The request - Reproduce verbatim the lines from the one containing "Where can you find the yellow" through the one containing "<point>316,261</point>", both included.

Entries from a collection:
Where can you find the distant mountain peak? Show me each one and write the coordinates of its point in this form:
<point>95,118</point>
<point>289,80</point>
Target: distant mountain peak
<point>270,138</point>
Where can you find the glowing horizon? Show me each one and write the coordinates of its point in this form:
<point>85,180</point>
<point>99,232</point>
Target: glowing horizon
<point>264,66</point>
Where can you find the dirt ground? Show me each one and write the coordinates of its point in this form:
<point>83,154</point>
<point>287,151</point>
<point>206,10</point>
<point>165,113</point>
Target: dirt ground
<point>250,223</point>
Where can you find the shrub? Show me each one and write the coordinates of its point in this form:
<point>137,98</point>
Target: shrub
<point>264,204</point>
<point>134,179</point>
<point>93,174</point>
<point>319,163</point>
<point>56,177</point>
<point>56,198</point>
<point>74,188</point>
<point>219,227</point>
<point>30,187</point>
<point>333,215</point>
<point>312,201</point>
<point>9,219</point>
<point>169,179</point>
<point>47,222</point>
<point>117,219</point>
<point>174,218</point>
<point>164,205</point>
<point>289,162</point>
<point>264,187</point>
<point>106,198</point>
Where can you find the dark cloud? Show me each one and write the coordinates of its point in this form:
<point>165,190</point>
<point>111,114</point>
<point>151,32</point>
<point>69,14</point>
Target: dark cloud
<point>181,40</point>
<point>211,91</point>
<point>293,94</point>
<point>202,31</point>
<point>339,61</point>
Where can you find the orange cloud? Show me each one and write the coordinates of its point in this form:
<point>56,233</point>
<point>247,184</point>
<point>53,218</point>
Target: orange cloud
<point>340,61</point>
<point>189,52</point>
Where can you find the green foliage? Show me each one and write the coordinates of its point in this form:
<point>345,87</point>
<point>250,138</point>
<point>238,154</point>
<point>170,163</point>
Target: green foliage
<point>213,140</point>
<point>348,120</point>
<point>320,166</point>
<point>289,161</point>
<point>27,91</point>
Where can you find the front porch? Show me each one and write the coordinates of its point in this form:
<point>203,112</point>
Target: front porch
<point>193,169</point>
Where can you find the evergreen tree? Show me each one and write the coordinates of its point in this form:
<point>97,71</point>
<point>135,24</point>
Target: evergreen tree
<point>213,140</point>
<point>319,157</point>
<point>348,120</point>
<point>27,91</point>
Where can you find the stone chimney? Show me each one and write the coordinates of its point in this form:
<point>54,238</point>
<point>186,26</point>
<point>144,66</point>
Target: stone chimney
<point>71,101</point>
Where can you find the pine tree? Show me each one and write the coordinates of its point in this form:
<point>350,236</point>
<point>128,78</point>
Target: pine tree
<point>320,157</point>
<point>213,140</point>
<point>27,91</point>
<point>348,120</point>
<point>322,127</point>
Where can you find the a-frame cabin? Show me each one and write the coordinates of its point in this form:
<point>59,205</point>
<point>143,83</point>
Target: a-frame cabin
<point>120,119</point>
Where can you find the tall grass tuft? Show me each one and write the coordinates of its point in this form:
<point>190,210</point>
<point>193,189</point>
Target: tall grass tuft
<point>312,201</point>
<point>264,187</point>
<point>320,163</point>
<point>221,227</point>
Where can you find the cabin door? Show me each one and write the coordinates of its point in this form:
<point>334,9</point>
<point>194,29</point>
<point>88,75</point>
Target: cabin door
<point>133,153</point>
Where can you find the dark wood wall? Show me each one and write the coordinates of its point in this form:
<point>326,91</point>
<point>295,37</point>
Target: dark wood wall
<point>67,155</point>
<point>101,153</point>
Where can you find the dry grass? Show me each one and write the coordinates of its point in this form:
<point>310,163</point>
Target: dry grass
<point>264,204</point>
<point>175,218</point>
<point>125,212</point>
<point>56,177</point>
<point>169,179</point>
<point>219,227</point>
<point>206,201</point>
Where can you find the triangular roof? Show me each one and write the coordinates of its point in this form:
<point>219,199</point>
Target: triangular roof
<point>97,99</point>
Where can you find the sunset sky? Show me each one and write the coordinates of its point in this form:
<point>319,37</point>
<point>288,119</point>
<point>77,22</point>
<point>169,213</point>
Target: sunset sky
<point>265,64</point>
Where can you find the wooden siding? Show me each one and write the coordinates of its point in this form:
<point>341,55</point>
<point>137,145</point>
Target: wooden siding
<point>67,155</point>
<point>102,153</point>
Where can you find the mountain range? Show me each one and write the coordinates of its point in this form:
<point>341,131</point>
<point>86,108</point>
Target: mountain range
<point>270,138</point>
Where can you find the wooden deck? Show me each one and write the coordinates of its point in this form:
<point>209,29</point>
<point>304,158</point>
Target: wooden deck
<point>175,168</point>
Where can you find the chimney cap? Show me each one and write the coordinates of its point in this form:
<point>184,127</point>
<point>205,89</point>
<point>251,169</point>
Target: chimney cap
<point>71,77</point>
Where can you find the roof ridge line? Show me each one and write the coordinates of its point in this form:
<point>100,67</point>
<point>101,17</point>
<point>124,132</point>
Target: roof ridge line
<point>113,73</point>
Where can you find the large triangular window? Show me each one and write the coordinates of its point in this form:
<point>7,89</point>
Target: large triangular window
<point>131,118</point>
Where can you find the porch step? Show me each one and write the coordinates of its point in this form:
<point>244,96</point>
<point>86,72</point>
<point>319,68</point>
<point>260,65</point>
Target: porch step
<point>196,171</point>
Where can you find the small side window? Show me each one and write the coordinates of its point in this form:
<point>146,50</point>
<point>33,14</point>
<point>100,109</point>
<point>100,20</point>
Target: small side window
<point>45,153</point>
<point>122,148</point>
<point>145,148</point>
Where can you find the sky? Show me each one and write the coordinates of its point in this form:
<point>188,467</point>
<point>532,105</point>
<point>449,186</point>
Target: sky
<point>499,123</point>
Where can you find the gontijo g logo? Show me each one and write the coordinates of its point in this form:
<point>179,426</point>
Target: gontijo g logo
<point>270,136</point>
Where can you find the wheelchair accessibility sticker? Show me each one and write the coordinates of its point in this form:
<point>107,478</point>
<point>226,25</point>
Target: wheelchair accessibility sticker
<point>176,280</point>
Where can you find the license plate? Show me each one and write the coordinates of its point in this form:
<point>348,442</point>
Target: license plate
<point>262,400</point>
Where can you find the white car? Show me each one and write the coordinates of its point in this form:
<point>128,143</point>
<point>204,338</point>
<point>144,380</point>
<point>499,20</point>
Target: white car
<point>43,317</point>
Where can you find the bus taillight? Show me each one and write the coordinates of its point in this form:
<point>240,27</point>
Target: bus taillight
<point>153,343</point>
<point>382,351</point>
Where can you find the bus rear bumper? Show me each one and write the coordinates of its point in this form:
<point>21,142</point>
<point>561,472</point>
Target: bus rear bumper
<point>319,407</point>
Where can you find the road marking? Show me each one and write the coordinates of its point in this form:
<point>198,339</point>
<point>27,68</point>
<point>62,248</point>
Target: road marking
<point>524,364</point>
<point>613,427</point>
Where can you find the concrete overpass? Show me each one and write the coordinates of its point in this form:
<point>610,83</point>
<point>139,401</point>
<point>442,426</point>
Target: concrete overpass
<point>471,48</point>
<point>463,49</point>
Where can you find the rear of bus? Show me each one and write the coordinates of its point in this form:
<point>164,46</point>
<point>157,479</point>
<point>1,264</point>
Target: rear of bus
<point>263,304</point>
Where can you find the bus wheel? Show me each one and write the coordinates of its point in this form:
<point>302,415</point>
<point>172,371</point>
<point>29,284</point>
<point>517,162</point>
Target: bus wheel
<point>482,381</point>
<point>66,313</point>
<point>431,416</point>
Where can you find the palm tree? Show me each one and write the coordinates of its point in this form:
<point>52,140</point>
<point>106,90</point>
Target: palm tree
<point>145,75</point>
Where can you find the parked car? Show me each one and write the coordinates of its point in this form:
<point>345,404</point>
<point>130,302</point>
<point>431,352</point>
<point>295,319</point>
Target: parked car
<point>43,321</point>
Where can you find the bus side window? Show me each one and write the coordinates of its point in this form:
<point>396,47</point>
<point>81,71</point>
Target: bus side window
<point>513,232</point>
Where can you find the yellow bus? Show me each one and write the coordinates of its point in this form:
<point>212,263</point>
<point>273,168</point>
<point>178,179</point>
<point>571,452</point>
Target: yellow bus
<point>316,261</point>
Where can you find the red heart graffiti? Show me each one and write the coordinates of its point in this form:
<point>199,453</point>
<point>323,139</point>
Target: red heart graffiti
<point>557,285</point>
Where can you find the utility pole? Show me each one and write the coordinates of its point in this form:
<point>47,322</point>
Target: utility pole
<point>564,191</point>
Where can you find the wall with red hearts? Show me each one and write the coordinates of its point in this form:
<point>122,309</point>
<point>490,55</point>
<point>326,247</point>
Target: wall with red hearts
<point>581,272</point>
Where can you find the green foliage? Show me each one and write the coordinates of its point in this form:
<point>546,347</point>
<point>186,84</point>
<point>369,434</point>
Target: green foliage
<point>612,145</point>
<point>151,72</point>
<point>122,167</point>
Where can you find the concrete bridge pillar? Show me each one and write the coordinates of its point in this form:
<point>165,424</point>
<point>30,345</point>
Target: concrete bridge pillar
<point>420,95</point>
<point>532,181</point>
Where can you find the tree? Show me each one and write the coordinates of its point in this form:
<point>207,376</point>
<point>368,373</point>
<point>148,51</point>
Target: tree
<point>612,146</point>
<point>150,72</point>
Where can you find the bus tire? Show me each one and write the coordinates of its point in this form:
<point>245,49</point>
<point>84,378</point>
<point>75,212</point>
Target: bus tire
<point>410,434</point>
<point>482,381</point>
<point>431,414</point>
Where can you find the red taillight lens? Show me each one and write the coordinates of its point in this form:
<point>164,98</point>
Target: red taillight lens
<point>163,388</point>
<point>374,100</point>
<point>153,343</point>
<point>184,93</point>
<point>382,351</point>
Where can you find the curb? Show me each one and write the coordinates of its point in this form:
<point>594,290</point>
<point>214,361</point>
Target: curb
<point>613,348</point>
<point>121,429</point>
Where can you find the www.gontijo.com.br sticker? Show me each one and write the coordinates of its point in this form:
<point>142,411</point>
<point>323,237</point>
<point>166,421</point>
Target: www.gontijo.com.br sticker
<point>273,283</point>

Task response -
Where can you find the yellow bus? Show me each one and write the coordinates of its point in this form:
<point>212,263</point>
<point>273,168</point>
<point>178,179</point>
<point>571,452</point>
Target: yellow bus
<point>316,261</point>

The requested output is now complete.